▶ SOURCE

Super Stable Hydrogel for Wearable Sensors from Janus Nanosheets

Self-healing wearable, flexible sensors to detect human motion created using Janus nanosheets hydrogel are presented in a study published in the journal ACS Applied Polymer Materials.

Super Stable Hydrogel for Wearable Sensors from Janus Nanosheets

Study: Wearable Flexible Sensors for Human Motion Detection with Self-Healing, Tough Guar Gum-Hydrogels of GO-P4VPBA/PDA Janus Nanosheets. Image Credit: Gilmanshin/

Hydrogels – The Answer to Self-Healing Wearables?

Wearable, flexible sensors (WFSs) that translate bio-mechanical or physiological inputs into observable signals are becoming increasingly important in soft actuators, health monitoring systems, and human-machine interfaces.

To facilitate the monitoring of human physiological stimuli, creating substrates that are allergy-free, stretchable, and sensitive is critical.

Hydrogels are thought to be a suitable basis for WFSs due to their fascinating biocompatibility and softness. On the other hand, traditional biomass-based hydrogels have weak mechanical characteristics, readily destroyed nanostructures, and low recoverability, severely limiting their usefulness in sensing applications. Thus, it is pertinent to build a compatible yet durable, self-healing wearable for multifunctional sensing applications that offer signal reliability and adaptability.

Guar Gum to the Rescue

Guar gum (GG), a naturally occurring polysaccharide with degradability and biocompatibility, offers potential for hydrogels; however, purely GG-based hydrogels exhibit poor mechanical characteristics, limited flexibility, and a sluggish self-healing response.

In principle, overcoming these issues involves adding an energy-dissipating mechanism via the construction of multilayer networks.

Hydrogel longevity can be improved using double network hydrogels, nanomaterial hydrogels, and hydrophobically related hydrogels. Nanomaterial hydrogels, for example, exploit the reversible segregation of polymer links and nanoparticles to achieve not just flexibility and toughness but also self-healing and recoverability. Therefore, creating appropriate nanoparticles to incorporate GG-Biomass-based hydrogel networks via various interactions is a viable technique to increase the flexibility and self-healing efficacy of biomass hydrogels.

Janus Nanosheets and How They Can Help

Anisotropic materials having asymmetric architectures or characteristics are referred to as Janus nanosheets (JNs). This asymmetric structure equips JNs with unique spatial characteristics that may be utilized to study self-assembly and target identification. In terms of compositional features, JNs possess two distinct or opposing qualities.

▶ DATA PROVIDED
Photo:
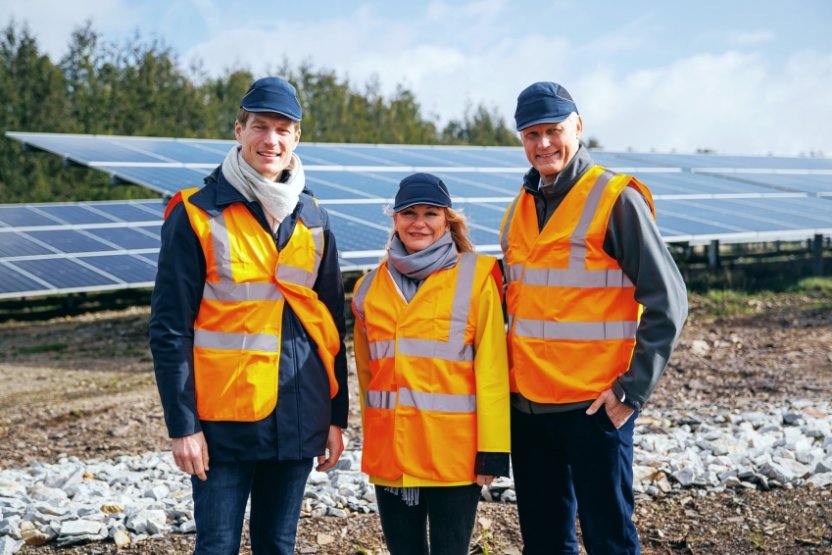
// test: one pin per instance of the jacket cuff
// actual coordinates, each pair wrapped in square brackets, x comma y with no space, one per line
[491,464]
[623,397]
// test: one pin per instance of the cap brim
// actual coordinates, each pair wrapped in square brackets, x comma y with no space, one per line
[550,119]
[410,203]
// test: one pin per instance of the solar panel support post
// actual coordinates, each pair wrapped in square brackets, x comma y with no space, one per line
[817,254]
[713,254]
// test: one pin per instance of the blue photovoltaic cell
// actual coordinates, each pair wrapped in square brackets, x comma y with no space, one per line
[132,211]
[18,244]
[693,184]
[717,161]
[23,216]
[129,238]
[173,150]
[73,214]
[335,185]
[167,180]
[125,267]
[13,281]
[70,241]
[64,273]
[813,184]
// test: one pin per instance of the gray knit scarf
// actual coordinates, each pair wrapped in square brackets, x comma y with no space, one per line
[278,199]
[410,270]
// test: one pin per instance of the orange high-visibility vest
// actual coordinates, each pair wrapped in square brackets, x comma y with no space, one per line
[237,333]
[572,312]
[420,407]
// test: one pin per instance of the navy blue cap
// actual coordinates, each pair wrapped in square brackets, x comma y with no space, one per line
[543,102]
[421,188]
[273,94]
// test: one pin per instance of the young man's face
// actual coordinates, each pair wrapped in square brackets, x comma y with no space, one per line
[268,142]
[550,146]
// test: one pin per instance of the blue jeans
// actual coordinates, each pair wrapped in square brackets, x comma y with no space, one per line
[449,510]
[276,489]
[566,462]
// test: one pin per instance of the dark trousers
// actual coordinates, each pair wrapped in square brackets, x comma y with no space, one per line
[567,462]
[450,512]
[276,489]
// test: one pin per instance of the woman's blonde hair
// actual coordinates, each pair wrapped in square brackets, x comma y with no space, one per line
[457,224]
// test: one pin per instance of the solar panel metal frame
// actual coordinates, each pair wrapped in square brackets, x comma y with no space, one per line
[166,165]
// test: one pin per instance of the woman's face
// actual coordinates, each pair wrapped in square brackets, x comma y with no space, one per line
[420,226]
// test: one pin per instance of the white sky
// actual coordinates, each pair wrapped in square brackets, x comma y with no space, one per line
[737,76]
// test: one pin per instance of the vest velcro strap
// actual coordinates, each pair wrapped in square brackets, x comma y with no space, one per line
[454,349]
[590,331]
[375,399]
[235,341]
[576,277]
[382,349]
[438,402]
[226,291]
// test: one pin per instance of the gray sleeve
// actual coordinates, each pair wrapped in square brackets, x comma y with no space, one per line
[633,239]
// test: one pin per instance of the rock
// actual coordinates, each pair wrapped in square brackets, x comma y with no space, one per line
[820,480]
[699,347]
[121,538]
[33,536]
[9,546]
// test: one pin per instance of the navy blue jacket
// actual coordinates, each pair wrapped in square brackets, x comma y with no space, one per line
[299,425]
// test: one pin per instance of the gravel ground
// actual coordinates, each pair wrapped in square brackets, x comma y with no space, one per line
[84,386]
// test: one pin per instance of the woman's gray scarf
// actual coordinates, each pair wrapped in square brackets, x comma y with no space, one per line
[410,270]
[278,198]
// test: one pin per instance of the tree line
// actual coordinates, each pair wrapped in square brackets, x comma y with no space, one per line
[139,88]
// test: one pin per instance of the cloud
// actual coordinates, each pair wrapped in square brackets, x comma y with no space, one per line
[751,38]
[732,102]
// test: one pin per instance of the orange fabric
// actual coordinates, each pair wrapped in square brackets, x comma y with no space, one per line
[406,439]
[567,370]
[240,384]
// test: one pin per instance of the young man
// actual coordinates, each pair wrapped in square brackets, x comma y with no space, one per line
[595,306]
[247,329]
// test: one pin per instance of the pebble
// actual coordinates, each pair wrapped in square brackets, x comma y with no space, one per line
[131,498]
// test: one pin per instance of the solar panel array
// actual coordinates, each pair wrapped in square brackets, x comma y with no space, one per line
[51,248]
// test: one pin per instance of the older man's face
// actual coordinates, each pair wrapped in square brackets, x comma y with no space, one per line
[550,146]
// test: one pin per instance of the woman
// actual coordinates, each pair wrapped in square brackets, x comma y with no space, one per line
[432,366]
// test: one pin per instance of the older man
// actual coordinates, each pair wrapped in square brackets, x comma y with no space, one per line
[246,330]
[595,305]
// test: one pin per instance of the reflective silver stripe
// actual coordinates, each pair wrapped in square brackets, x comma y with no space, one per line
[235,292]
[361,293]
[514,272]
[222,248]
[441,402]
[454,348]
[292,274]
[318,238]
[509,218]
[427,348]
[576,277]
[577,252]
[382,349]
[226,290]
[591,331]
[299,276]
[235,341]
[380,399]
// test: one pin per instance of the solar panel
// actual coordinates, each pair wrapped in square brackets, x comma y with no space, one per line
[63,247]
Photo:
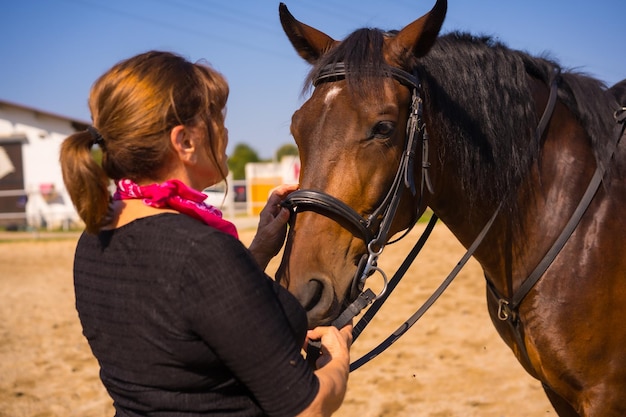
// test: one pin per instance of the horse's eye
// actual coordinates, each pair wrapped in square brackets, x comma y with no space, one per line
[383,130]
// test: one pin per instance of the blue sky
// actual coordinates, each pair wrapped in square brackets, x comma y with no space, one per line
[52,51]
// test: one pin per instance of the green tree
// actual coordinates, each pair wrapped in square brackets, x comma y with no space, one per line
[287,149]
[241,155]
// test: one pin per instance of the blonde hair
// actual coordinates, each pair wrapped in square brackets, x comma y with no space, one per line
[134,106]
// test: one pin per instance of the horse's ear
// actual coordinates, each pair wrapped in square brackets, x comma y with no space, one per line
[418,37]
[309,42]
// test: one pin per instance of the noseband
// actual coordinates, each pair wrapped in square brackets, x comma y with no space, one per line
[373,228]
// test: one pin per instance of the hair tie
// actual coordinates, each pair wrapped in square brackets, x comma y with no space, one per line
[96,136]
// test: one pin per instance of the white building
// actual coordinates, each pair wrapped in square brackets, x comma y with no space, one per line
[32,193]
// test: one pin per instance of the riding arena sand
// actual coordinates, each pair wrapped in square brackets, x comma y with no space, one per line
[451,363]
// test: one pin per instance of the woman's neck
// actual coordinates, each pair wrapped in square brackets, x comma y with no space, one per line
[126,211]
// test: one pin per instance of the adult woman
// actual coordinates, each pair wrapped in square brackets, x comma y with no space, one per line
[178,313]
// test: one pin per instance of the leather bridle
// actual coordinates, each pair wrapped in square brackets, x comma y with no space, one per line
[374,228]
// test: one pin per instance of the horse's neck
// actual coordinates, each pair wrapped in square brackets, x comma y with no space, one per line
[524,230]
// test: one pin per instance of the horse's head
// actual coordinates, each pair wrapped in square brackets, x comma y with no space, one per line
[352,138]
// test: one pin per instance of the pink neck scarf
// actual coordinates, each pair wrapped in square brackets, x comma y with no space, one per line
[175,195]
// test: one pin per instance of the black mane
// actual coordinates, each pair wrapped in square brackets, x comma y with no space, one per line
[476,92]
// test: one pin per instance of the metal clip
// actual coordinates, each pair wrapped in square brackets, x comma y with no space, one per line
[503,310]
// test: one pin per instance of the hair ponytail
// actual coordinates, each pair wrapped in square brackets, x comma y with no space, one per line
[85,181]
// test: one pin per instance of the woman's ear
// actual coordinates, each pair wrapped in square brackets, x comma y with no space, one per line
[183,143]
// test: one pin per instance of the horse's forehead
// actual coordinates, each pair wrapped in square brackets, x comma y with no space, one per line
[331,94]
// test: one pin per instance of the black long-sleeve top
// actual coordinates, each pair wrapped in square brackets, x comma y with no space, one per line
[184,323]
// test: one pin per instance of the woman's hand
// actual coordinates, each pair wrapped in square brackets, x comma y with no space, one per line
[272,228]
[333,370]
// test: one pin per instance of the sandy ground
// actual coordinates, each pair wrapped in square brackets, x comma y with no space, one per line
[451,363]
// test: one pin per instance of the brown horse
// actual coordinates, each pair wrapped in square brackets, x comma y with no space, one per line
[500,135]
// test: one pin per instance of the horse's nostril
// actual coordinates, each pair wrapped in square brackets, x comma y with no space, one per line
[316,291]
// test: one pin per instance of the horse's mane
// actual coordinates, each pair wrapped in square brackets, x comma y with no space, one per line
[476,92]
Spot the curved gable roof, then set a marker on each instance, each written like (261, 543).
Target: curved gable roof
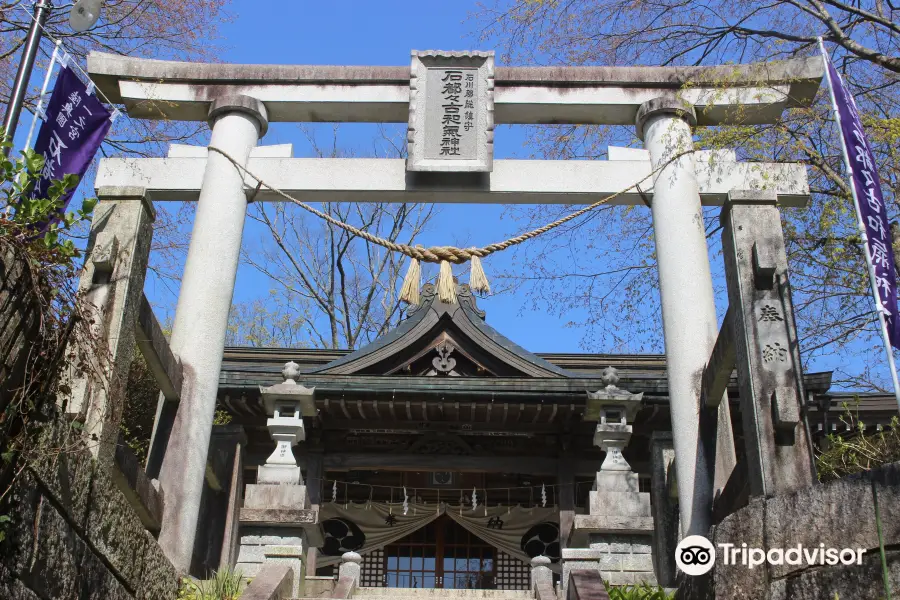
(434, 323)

▶ WHAT TO WORK ON
1) Duplicate the hydrogel article from "Self-healing wearable, flexible" up to and including "to Self-Healing Wearables?".
2) Summarize the hydrogel article in two sentences.
3) Resume the hydrogel article after its last sentence.

▶ RESPONSES FOR EACH TASK
1)
Self-healing wearable, flexible sensors to detect human motion created using Janus nanosheets hydrogel are presented in a study published in the journal ACS Applied Polymer Materials.

Super Stable Hydrogel for Wearable Sensors from Janus Nanosheets

Study: Wearable Flexible Sensors for Human Motion Detection with Self-Healing, Tough Guar Gum-Hydrogels of GO-P4VPBA/PDA Janus Nanosheets. Image Credit: Gilmanshin/

Hydrogels – The Answer to Self-Healing Wearables?

2) Hydrogels suit wearable, flexible sensors because they are biocompatible and soft, but traditional biomass-based hydrogels, including purely guar gum-based ones, have weak mechanical characteristics and poor self-healing. Incorporating suitable nanoparticles such as Janus nanosheets, which are anisotropic materials with asymmetric architectures, into guar gum hydrogel networks is a viable way to improve their flexibility and self-healing.

3)
As a result, JNs are versatile and can handle more difficult environmental criteria. JNs can combine numerous traits and qualities into a single particle. These characteristics make developing accurate and simple ways to synthesize JNs appealing.

Research on Preparation of Janus Nanosheets

Many procedures for creating JNs have been documented to date, namely Pickering emulsion (PE), self-assembly methods, phase separation, and micro-fluidics, among other methods. It is important to consider that PE layouts offer the advantages of particular compositional characteristics of JNs. Taking advantage of these characteristics, such as bi-functionality, ease of design, and regularity of JNs, a range of functionalized JNs hydrogels with self-healing and biomechanical capabilities were produced. As a result of these experiments, it is worthwhile to investigate if incorporating multipurpose JNs into hydrogel-based WFSs may result in fatigue-resistant and highly sensitive sensors.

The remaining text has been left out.